Muitos moradores afirmam, até hoje, que as câmeras desligadas poderiam indicar o intuito de esconder possíveis abusos na incursão da equipe da PM no Mocotó. A situação foi o estopim para uma comunidade já saturada com tantos episódios de violência por parte da Polícia Militar. Uma multidão exigindo satisfações cercou os policiais, que chamaram reforços. Pouco depois, tropas do BOPE e do Choque chegariam ao Mocotó. As cenas que viriam a seguir seriam de completo terror.

Para apartar os moradores, bombas de efeito moral foram arremessadas. A dispersão se deu com muita correria pelas estreitas vias da comunidade (a grande maioria das ruas do Mocotó permite apenas a circulação de pedestres). Balas de borracha também foram atiradas contra a população. Os tiros de borracha e bombas foram uma ação do Batalhão de Choque, que teria instaurado um processo interno de apuração sobre possíveis abusos após o ocorrido. O Choque, porém, não respondeu aos questionamentos da reportagem sobre o ocorrido no dia 12 de setembro ou eventuais resultados de uma apuração interna.
---
§ **Atividade**
Copie do texto sobre a ação policial no Mocotó todo o trecho que começa em "Muitos moradores afirmam, até" e termina em "de completo terror.".
---
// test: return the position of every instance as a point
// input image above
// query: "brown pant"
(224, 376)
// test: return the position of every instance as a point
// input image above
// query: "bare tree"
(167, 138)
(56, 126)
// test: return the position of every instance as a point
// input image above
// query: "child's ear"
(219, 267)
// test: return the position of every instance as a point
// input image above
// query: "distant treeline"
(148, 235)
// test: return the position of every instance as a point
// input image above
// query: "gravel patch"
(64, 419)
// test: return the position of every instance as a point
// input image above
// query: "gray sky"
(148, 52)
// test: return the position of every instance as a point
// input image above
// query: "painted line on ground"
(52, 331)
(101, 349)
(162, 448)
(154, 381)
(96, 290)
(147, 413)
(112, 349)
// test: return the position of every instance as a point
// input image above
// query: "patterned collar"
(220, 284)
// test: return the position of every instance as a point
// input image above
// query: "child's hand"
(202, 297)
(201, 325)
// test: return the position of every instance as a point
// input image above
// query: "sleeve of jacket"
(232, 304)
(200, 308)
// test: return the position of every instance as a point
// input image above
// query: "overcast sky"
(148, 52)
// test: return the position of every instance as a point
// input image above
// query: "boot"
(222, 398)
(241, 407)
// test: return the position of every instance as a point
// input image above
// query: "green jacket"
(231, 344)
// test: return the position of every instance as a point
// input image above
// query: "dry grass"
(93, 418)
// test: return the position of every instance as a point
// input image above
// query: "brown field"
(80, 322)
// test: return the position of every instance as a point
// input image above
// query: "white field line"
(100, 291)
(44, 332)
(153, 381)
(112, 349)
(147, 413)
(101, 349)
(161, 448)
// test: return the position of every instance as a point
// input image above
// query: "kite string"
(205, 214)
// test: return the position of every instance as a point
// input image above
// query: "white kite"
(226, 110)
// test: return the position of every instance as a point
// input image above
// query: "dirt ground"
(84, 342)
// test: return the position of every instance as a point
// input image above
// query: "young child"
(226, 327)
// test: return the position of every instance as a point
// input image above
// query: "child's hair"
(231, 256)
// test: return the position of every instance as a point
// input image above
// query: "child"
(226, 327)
---
§ **Resposta do exercício**
Muitos moradores afirmam, até hoje, que as câmeras desligadas poderiam indicar o intuito de esconder possíveis abusos na incursão da equipe da PM no Mocotó. A situação foi o estopim para uma comunidade já saturada com tantos episódios de violência por parte da Polícia Militar. Uma multidão exigindo satisfações cercou os policiais, que chamaram reforços. Pouco depois, tropas do BOPE e do Choque chegariam ao Mocotó. As cenas que viriam a seguir seriam de completo terror.